## Texto de origem
***

Recentemente, a OAB/PR promoveu alentado congresso sobre a liberdade econômica e eu recebi o honroso convite para proferir a conferência de abertura. O desafio era tratar da Lei 13.874/2019, a “lei de liberdade econômica”, e o exercício da advocacia. Afinal, o que nós, advogados, temos a ver com ela?
Se pensarmos bem, a liberdade econômica é um dos direitos fundamentais mais longevos do nosso constitucionalismo. Vem prestigiado desde a Carta Imperial de 1824, com estatura equivalente aos demais direitos de primeira geração (que se prestam a inibir arroubos interventivos públicos na vida privada). Ao exercer sua profissão, também os advogados põem em marcha direito declarado e garantido pela Constituição brasileira. Mas não é só isso.
A Constituição prevê, logo em seu preâmbulo, que o Estado brasileiro é instituído para “assegurar o exercício dos direitos sociais e individuais”. Veja-se bem: os Poderes Públicos existem para garantir que os direitos individuais sejam postos em prática. Ao Estado compete prestigiar ativamente o exercício de direitos individuais, dentre estes a liberdade econômica, que é insistentemente tratada em vários artigos da Lei Fundamental brasileira.
O art. 1º define como fundamento da República o valor social da livre iniciativa, lado a lado com o trabalho (inc. IV). A liberdade econômica é essencial à República Federativa do Brasil, uma de suas razões de existir e parâmetro cognitivo de todo o sistema jurídico. O que permite que nos conscientizemos de sua real dimensão, refletida no capítulo dos direitos e deveres fundamentais.
Isso porque o art. 5º da Constituição preceitua o devido processo legal como garantia das liberdades (inc. LIV). Ela são conaturais ao ser humano e, também por isso, indevassáveis: “ninguém será privado da liberdade ou de seus bens sem o devido processo legal”. Na justa medida em que a Lei Fundamental declara e protege a liberdade econômica, os Poderes Públicos estão proibidos – de qualquer forma, por qualquer meio (direto ou indireto), em qualquer momento – de privar as pessoas privadas de seu legítimo exercício.

***

## Requisitos da tarefa
Dê continuidade ao texto sobre a liberdade econômica e a advocacia, começando logo após a última frase apresentada.

## Dados fornecidos
***

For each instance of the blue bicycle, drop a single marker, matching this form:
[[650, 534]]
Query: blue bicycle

***

## Resultado do exercício
A liberdade econômica é direito fundamental e a advocacia constitui um dos modos de seu o exercício
Talvez o mais importante esteja no parágrafo único do art. 170 (“É assegurado a todos o livre exercício de qualquer atividade econômica, independentemente de autorização de órgãos públicos, salvo nos casos previstos em lei”), que abre o capítulo da Ordem Econômica constitucional. Esta norma dá coerência aos princípios enumerados no próprio art. 170, congregando-os. Lá está o direito-garantia da liberdade como o vetor que convive com a dignidade da pessoa, o meio ambiente equilibrado, o direito do consumidor, a função social da propriedade, o valor social do trabalho, etc. Todas as pessoas são titulares do direito fundamental a exercitar a liberdade econômica, sem licenças ou autorizações (exceções feitas às restrições legais). Não se trata de laissez-faire inconsequente, mas liberdade com responsabilidade. O que se avulta ao pensarmos na profissão de advogado e seu status constitucional.
Sobre ser indispensável à administração da Justiça (art. 133), a advocacia é direito fundamental previsto no art. 5.º, inc. XIII (“livre exercício de qualquer trabalho, ofício ou profissão, atendidas as qualificações profissionais que a lei estabelecer”), cuja máxima efetividade é dada pela Lei 8.906/1994 (Estatuto da OAB). Lá, estão positivados os direitos e deveres de todos os advogados. Porém, há algo a mais, que distingue, enobrece e aumenta enormemente a nossa responsabilidade.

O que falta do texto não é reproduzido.